## [Text segment]
-------------------------
Researches finally have an explanation to controversial T. Rex soft tissue discovery
Researchers have explained that the 68-million-year-old soft tissue which was discovered from the bones of a Tyrannosaurus rex did not decay and survived millennia because of the iron content in the dinosaur`s body.
Washington: Researchers have explained that the 68-million-year-old soft tissue which was discovered from the bones of a Tyrannosaurus rex did not decay and survived millennia because of the iron content in the dinosaur`s body.
Mary Schweitzer, a molecular paleontologist at North Carolina State University explained how proteins and possibly even DNA can survive millennia.
The finding was controversial, because scientists had thought proteins that make up soft tissue should degrade in less than 1 million years in the best of conditions. In most cases, microbes feast on a dead animal`s soft tissue, destroying it within weeks.
Schweitzer thinks that the soft, pliable tissue could survive for millions of years because of the presence of iron in the dinosaur`s body.
Iron is an element present in abundance in the body, particularly in the blood, after death, it is let free from its cage. It forms minuscule iron nanoparticles and also generates free radicals, which are highly reactive molecules thought to be involved in aging.
Schweitzer said the free radicals cause proteins and cell membranes to tie in knots and they basically act like formaldehyde.
Formaldehyde, of course, preserves tissue. It works by linking up, or cross-linking, the amino acids that make up proteins, which makes those proteins more resistant to decay.
Schweitzer and her colleagues found that dinosaur soft tissue is closely associated with iron nanoparticles in both the T. rex and another soft-tissue specimen from Brachylophosaurus canadensis, a type of duck-billed dinosaur.
Dinosaurs` iron-rich blood, combined with a good environment for fossilization, may explain the amazing existence of soft tissue from the Cretaceous, a period that lasted from about 65.5 million to 145.5 million years ago, and even earlier.
The study is published in the journal Proceedings of the Royal Society B: Biological Sciences.
-------------------------
## [Work instruction]
Reproduce word for word the part of the T. rex soft tissue article that opens with the words containing "Iron is an element" and closes with "resistant to decay.". Work only from the T. rex soft tissue article.
-------------------------
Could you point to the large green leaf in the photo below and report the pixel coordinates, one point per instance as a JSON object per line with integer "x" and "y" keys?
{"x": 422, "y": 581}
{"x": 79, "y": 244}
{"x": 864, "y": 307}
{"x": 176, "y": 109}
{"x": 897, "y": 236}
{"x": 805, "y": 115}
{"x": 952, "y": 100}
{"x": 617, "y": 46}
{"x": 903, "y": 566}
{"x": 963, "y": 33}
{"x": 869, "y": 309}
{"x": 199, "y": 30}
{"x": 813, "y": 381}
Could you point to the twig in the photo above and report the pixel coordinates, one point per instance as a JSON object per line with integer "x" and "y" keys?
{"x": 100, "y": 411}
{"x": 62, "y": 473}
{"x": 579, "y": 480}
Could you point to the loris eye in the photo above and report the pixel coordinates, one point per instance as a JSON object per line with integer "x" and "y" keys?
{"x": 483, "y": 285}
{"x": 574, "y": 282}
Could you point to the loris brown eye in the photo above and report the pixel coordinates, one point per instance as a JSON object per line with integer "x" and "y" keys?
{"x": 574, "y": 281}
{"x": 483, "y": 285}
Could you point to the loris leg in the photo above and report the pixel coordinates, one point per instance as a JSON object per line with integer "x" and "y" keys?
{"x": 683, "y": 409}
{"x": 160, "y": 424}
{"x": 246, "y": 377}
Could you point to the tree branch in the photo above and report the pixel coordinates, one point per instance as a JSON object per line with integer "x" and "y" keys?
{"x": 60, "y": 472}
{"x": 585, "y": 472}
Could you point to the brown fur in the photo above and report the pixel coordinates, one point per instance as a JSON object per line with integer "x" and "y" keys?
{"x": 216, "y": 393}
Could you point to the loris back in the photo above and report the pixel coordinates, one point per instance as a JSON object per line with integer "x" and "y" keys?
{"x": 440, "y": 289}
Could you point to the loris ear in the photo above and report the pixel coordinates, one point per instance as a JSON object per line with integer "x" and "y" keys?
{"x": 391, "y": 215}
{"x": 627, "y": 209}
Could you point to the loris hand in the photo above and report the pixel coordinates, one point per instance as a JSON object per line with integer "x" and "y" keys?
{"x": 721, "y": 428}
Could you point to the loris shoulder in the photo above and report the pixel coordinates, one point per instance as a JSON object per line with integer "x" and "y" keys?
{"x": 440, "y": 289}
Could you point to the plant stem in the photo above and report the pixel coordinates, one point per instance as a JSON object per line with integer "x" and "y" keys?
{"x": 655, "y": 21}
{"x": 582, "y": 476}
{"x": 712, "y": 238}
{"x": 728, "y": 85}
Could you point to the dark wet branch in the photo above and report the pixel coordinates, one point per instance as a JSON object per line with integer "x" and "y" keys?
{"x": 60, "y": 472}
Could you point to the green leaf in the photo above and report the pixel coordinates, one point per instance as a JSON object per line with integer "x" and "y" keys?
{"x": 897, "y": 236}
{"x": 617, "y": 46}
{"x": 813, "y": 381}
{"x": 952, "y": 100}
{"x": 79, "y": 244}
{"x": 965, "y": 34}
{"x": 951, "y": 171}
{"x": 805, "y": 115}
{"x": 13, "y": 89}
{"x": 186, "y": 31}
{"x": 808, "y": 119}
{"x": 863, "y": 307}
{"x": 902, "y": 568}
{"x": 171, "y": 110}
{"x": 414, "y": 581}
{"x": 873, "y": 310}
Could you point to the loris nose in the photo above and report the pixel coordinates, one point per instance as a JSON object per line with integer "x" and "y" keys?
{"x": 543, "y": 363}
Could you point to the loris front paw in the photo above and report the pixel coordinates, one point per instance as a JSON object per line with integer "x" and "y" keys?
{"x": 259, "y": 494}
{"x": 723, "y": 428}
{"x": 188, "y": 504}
-------------------------
## [Finished exercise]
Iron is an element present in abundance in the body, particularly in the blood, after death, it is let free from its cage. It forms minuscule iron nanoparticles and also generates free radicals, which are highly reactive molecules thought to be involved in aging.
Schweitzer said the free radicals cause proteins and cell membranes to tie in knots and they basically act like formaldehyde.
Formaldehyde, of course, preserves tissue. It works by linking up, or cross-linking, the amino acids that make up proteins, which makes those proteins more resistant to decay.